#### GIVEN INFORMATION ####
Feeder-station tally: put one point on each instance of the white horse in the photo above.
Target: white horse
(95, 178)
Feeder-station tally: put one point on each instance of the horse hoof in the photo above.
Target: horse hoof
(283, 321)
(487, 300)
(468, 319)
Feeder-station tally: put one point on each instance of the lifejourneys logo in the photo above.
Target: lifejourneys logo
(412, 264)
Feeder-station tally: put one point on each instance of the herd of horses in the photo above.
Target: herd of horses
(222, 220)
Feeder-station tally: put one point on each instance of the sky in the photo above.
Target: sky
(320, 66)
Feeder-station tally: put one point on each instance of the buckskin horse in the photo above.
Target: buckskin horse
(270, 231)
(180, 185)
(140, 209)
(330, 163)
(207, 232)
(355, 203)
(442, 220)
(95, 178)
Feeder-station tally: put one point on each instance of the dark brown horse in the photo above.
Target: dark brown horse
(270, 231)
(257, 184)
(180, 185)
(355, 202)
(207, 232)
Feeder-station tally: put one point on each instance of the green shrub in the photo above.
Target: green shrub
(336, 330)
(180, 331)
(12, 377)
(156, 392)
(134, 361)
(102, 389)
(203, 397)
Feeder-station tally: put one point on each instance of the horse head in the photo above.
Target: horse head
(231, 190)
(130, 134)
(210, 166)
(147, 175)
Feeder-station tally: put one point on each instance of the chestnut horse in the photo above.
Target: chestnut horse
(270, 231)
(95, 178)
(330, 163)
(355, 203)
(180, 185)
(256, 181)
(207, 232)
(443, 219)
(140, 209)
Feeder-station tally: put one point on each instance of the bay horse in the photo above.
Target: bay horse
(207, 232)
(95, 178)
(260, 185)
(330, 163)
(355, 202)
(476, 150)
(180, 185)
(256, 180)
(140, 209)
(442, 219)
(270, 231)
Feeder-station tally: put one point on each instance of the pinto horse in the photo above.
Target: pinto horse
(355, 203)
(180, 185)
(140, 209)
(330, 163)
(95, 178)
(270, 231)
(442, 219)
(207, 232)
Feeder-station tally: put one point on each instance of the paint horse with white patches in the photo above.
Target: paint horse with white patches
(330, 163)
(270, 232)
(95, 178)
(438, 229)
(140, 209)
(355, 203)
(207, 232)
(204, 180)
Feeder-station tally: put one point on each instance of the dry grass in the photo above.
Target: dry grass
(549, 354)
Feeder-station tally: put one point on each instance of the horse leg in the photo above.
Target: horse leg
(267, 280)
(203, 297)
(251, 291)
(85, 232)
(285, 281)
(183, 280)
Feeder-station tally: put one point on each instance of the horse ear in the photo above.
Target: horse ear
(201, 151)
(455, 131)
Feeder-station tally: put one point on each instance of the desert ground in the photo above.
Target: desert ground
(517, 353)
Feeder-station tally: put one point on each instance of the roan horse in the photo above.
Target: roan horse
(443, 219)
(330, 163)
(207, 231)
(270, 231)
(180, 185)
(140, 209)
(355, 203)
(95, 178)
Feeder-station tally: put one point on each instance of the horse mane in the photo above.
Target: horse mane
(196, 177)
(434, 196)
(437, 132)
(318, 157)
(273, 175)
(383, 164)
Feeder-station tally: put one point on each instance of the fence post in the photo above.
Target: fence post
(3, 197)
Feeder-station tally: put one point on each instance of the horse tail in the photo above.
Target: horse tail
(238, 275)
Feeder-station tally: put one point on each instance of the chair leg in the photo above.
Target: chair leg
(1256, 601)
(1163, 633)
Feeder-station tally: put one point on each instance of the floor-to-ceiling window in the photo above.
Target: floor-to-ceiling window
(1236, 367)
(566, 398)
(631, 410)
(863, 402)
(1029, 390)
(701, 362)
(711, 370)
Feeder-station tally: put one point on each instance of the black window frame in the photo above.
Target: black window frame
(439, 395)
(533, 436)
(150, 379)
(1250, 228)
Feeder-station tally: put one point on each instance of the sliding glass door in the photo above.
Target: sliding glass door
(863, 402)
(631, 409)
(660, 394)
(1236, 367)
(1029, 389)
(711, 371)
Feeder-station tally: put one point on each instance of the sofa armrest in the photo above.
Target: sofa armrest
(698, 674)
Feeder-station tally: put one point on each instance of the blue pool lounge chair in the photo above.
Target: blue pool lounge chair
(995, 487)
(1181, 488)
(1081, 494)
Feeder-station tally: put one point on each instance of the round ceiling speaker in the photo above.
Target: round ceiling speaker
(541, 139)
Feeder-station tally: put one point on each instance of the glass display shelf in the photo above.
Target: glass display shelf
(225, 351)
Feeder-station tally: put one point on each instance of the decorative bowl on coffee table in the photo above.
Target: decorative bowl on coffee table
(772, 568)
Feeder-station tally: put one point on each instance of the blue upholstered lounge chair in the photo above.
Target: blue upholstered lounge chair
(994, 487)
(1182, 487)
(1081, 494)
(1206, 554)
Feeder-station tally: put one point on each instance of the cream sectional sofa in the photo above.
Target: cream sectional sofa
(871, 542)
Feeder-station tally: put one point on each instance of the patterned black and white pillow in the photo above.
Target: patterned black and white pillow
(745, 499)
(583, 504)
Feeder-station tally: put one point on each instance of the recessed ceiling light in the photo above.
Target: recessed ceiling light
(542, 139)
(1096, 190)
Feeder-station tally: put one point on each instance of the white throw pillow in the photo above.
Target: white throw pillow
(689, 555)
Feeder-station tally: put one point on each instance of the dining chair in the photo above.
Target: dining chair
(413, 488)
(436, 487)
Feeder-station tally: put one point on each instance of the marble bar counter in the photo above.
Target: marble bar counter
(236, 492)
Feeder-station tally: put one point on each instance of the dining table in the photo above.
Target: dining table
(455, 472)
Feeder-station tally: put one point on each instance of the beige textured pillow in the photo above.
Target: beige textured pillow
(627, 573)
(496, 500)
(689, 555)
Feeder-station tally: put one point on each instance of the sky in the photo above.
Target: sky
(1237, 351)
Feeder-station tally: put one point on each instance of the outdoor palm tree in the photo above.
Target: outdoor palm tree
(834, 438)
####
__WHAT YOU SHOULD DO__
Edit all of the records above by replacing "each instance of" with "every instance of" wherever it occurs, leaving every other line and word as it stands.

__WRITTEN ANSWER__
Feeder-station tally: put one point on every instance of the white horse in the photo above.
Target: white horse
(95, 178)
Feeder-station tally: put one point on every instance of the horse hoof in the photo above.
Target: horse hoof
(283, 321)
(487, 300)
(468, 319)
Feeder-station tally: put one point on every instance of the lifejourneys logo in the photo above.
Target: lifejourneys logo
(412, 264)
Feeder-station tally: put one point on every instance of the herd of horses in the photo above.
Target: herd of horses
(222, 220)
Feeder-station tally: put one point on every instance of the sky in the photo above.
Target: sky
(320, 66)
Feeder-station tally: put one point on every instance of the buckskin horse in the photo above.
Target: buckskin horse
(270, 231)
(180, 185)
(140, 209)
(330, 163)
(207, 232)
(355, 203)
(442, 220)
(95, 178)
Feeder-station tally: put one point on every instance of the dark brown horse in the photo above.
Target: dark brown horse
(270, 231)
(257, 184)
(180, 185)
(355, 202)
(207, 232)
Feeder-station tally: put one point on every instance of the green shrub in the photo above.
Target: green shrub
(336, 330)
(180, 331)
(12, 377)
(156, 392)
(134, 361)
(102, 389)
(203, 397)
Feeder-station tally: put one point on every instance of the horse head in the photo above.
Target: horse head
(231, 190)
(130, 134)
(210, 166)
(147, 175)
Feeder-station tally: put one point on every instance of the chestnut horse in the photo above.
Target: chestnut horse
(270, 231)
(95, 178)
(330, 163)
(355, 203)
(180, 185)
(256, 181)
(207, 232)
(443, 219)
(140, 209)
Feeder-station tally: put one point on every instance of the bay horse in the photo above.
Target: bay horse
(207, 232)
(95, 178)
(260, 185)
(330, 163)
(355, 202)
(476, 150)
(180, 185)
(256, 180)
(140, 209)
(442, 219)
(270, 231)
Feeder-station tally: put one point on every instance of the pinto horse in the photo above.
Target: pinto horse
(355, 203)
(180, 185)
(140, 209)
(330, 163)
(95, 178)
(270, 231)
(442, 219)
(207, 232)
Feeder-station tally: put one point on every instance of the paint horse with white patches in the photo above.
Target: paint horse with white patches
(330, 163)
(270, 232)
(95, 178)
(438, 229)
(140, 209)
(355, 203)
(207, 232)
(204, 180)
Feeder-station tally: put one point on every instance of the dry grass in the photo above.
Target: dry grass
(549, 354)
Feeder-station tally: put one point on every instance of the horse leg in the photo above.
Target: horse leg
(267, 280)
(203, 297)
(251, 291)
(85, 232)
(285, 281)
(183, 280)
Feeder-station tally: put one point on every instance of the horse ear in the photo above.
Target: horse ear
(201, 151)
(455, 131)
Feeder-station tally: put one point on every instance of the desert ground in the photo above.
Target: desert ground
(517, 353)
Feeder-station tally: put one point on every instance of the roan horse in the photo above.
Target: roan horse
(443, 219)
(330, 163)
(207, 231)
(270, 231)
(180, 185)
(140, 209)
(355, 203)
(95, 178)
Feeder-station tally: put one point on every instance of the horse mane in the photo above.
Target: horse mane
(196, 177)
(434, 196)
(437, 132)
(318, 157)
(273, 175)
(383, 164)
Feeder-station tally: put one point on every instance of the fence post in the photo above.
Target: fence post
(3, 197)
Feeder-station tally: put one point on every instance of the horse tail in the photo above.
Target: horse tail
(238, 275)
Feeder-station tally: put one point on every instance of the chair leg in the photo above.
Target: chair leg
(1256, 601)
(1163, 633)
Feeder-station tally: put one point on every instance of the floor-to-ceiling window in the photo above.
Target: floor-to-ceiling window
(1236, 367)
(566, 398)
(631, 410)
(863, 402)
(1029, 390)
(701, 362)
(711, 370)
Feeder-station tally: put one point on every instance of the black window frame in the photo above.
Target: black window frame
(439, 395)
(533, 436)
(150, 379)
(1250, 228)
Feeder-station tally: put one point on every instance of the sliding glass door in the photo above.
Target: sliding glass door
(863, 402)
(631, 409)
(660, 394)
(1236, 367)
(1029, 389)
(711, 371)
Feeder-station tally: put one point on every instance of the sofa armrest in the photo above.
Target: sofa armrest
(698, 674)
Feeder-station tally: put one point on every instance of the blue pool lounge chair in the photo above.
Target: blue pool lounge chair
(995, 487)
(1181, 488)
(1081, 494)
Feeder-station tally: put one point on every instance of the round ceiling speaker in the photo above.
Target: round ceiling speaker
(541, 139)
Feeder-station tally: put one point on every instance of the glass display shelf in the photo above.
Target: glass display shelf
(225, 351)
Feeder-station tally: put one point on every instance of the decorative bowl on coffee table in the photo above.
Target: decorative bowl on coffee table
(772, 568)
Feeder-station tally: put one point on every instance of the blue upholstered lounge chair in the photo above.
Target: blue upholstered lounge chair
(994, 487)
(1182, 487)
(1081, 494)
(1206, 554)
Feeder-station tally: put one point on every instance of the cream sectional sofa in the photo above.
Target: cream sectional sofa
(871, 542)
Feeder-station tally: put one point on every instance of the patterned black and white pillow in the photo above.
Target: patterned black and white pillow
(745, 499)
(583, 504)
Feeder-station tally: put one point on every instance of the recessed ceiling light in the photo above.
Target: recessed ceiling light
(542, 139)
(1096, 190)
Feeder-station tally: put one point on every instance of the white throw pillow in the photo above.
Target: white throw pillow
(689, 555)
Feeder-station tally: put one point on every instance of the dining chair in the photo above.
Target: dining chair
(413, 488)
(436, 487)
Feeder-station tally: put one point on every instance of the marble bar counter in the photo above.
Target: marble bar counter
(236, 492)
Feeder-station tally: put one point on every instance of the dining table in the photo above.
Target: dining table
(455, 472)
Feeder-station tally: put one point on every instance of the beige textured pillow in the photo above.
Target: beige textured pillow
(627, 573)
(496, 500)
(689, 555)
Feeder-station tally: put one point on every instance of the sky in the photo above.
Target: sky
(1237, 351)
Feeder-station tally: put one point on every instance of the outdoor palm tree in the photo above.
Target: outdoor palm tree
(834, 438)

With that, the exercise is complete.